(AIM OF THE TASK)
With all pictures omitted, return verbatim the lines from the beginning of the records below through the line containing "Question. Place one point on every instance of the movistar".

[Entries taken from a collection]
○ ○ ○
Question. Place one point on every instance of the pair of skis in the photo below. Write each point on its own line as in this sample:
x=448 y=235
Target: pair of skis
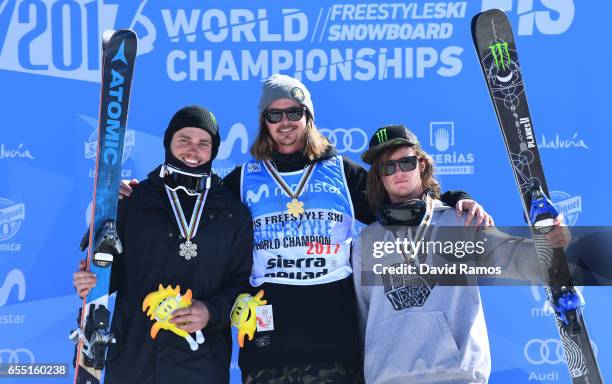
x=93 y=335
x=499 y=61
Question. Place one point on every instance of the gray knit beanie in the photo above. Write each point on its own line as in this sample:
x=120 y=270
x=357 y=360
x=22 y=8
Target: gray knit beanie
x=278 y=87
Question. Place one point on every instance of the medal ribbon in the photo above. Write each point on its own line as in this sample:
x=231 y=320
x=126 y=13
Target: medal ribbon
x=281 y=182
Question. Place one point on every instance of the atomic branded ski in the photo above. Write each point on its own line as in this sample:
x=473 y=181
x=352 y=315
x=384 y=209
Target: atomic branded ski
x=93 y=335
x=498 y=58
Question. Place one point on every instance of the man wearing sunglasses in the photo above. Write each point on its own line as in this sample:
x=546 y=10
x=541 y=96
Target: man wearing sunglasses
x=305 y=200
x=418 y=327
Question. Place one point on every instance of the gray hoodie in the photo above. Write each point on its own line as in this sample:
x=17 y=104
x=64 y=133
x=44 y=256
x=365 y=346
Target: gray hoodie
x=414 y=331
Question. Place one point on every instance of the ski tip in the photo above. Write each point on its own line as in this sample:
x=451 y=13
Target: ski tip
x=488 y=15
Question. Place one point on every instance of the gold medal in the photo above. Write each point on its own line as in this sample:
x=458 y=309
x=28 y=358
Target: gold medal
x=294 y=207
x=187 y=248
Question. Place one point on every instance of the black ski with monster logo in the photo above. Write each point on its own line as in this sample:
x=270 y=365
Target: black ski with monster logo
x=499 y=61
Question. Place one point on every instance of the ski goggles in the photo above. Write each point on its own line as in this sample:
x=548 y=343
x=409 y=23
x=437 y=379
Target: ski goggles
x=406 y=164
x=276 y=115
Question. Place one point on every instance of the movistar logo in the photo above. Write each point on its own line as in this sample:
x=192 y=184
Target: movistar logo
x=381 y=136
x=501 y=55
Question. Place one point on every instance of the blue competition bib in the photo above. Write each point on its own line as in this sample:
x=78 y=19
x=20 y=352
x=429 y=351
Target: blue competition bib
x=308 y=248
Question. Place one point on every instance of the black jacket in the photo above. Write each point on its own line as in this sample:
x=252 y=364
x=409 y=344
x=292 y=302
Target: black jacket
x=219 y=273
x=312 y=323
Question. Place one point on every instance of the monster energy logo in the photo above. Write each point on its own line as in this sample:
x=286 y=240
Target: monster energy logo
x=501 y=55
x=381 y=136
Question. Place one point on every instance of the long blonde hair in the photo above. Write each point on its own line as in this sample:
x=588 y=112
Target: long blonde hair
x=315 y=143
x=375 y=189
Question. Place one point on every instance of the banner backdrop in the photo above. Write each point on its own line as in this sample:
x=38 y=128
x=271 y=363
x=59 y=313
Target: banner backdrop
x=366 y=65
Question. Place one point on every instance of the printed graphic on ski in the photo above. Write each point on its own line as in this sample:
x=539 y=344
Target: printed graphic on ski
x=499 y=62
x=93 y=335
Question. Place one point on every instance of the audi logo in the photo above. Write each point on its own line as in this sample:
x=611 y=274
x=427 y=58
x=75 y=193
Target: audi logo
x=549 y=351
x=352 y=140
x=16 y=356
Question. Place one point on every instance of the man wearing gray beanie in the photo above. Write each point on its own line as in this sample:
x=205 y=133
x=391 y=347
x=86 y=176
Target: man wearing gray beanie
x=305 y=200
x=180 y=230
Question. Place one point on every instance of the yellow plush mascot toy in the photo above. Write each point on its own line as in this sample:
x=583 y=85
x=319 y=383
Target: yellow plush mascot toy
x=244 y=316
x=161 y=304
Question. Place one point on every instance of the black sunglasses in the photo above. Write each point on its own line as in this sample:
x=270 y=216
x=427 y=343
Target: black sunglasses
x=293 y=114
x=406 y=164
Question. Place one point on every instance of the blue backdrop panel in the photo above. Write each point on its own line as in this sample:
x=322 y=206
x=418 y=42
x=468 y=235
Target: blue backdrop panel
x=366 y=65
○ ○ ○
(RESPONSE AREA)
Question. Place one point on every instance of the pair of skis in the photo below. Write each point on its own line as in this sample:
x=448 y=235
Target: pair of skis
x=93 y=335
x=499 y=61
Question. Place one point on every instance of the gray knit beanie in the photo above. Write each point on its own line as in this sample:
x=120 y=270
x=357 y=360
x=22 y=8
Target: gray knit beanie
x=278 y=87
Question. Place one point on every instance of the medal ribbon in the photo above. Write each point on its own line as in this sample:
x=231 y=320
x=126 y=13
Target: medal ribbon
x=281 y=182
Question. Place one point on every instance of the atomic branded ski in the photo above. Write each point on its own line as in this sample:
x=473 y=181
x=352 y=315
x=384 y=209
Target: atomic branded ski
x=93 y=335
x=498 y=58
Question. Place one point on every instance of the man wearing sunglasses in the photo above. Write each point on its own line as in this sample:
x=546 y=10
x=541 y=96
Target: man wearing sunglasses
x=305 y=200
x=418 y=327
Question. Place one point on every instance of the gray hoodie in the photo above. Write each point on its own line as in this sample:
x=17 y=104
x=64 y=133
x=44 y=256
x=365 y=346
Target: gray hoodie
x=414 y=331
Question. Place one point on every instance of the ski tip in the photo above. Write each point on its own line as in this sample:
x=451 y=13
Target: ski tip
x=488 y=15
Question. Place one point on every instance of the gold medal in the photo above. Write each point on its own line as in this sample:
x=458 y=309
x=28 y=358
Target: gold medal
x=294 y=207
x=187 y=248
Question. Place one point on every instance of the black ski with monster logo in the photo above. Write each point on its own line as in this sample:
x=270 y=365
Target: black ski with monster logo
x=499 y=61
Question. Place one point on every instance of the ski goggles in the photo above. Write each point on its own line as in this sample:
x=548 y=343
x=409 y=23
x=437 y=379
Target: ski goggles
x=406 y=164
x=276 y=115
Question. Place one point on every instance of the movistar logo in the photo above. Write each point on its own line as in this sample:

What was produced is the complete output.